### TASKS TO CARRY OUT
a - In the comment on the Sexual Violence Bill, which party is the bill attributed to?
b - Quote the stretch from "In brief, the" through "later at trial." in the comment on the Sexual Violence Bill.

Falsely-accused men will find it much harder to mount a defence under the Sexual Violence Bill. Photo / 123rf
COMMENT
The Green Party's dangerously toxic Sexual Violence Bill is presently perambulating through Parliament.
In brief, the proposed law would presumptively prohibit (mainly) men from introducing relevant evidence to establish their innocence and would force them to describe their defences before trial so that prosecutions could then be more convincingly"re-moulded" later at trial.
With unerring nonchalance, proponents of the bill oddly never seem to address the increase in the imprisonment rate of innocent defendants which it will trigger. I discussed the scourge of these false complaint cases in a Herald piece recently.
To address my views, the Minister of Justice, in a brave attempt to prop up this Green trophy-piece, provided a response that – as is now the pattern – made absolutely no reference to the morally-certain increase in imprisonment of the innocent.
Instead, monochromatically, the "low conviction rate" compared to other crimes was again posited as an excuse for destroying defendant trial rights, but nothing said about sexual allegations often differing from other alleged offences in that the evidence here routinely comes down to "she said/he said". Without the collateral evidence often available in other prosecutions, jurors will naturally err on the side of caution.

### ENTRIES SUPPLIED
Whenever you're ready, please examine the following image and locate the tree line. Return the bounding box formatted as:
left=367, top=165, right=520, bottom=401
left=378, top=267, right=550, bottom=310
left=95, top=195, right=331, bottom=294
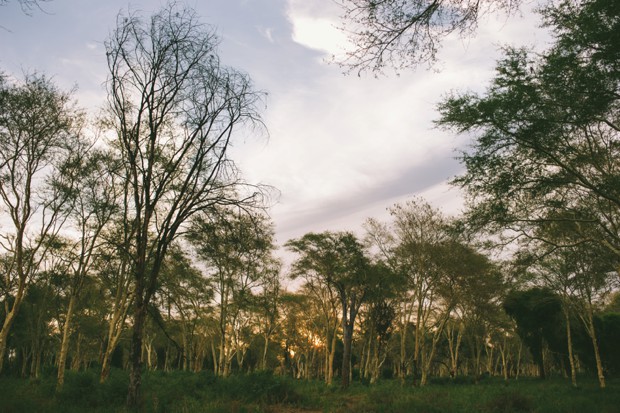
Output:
left=0, top=0, right=620, bottom=406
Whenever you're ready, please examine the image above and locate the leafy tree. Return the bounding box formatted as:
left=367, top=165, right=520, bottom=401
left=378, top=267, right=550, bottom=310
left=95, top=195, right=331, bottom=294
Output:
left=0, top=75, right=82, bottom=371
left=57, top=149, right=119, bottom=390
left=503, top=287, right=562, bottom=379
left=286, top=231, right=381, bottom=388
left=439, top=0, right=620, bottom=264
left=339, top=0, right=521, bottom=73
left=187, top=208, right=279, bottom=376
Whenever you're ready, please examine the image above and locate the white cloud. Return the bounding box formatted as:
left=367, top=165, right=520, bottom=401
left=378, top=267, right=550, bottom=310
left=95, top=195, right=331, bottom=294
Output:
left=287, top=0, right=348, bottom=55
left=291, top=16, right=347, bottom=54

### EXERCISE SOLUTIONS
a - The Green Party.

b -
In brief, the proposed law would presumptively prohibit (mainly) men from introducing relevant evidence to establish their innocence and would force them to describe their defences before trial so that prosecutions could then be more convincingly"re-moulded" later at trial.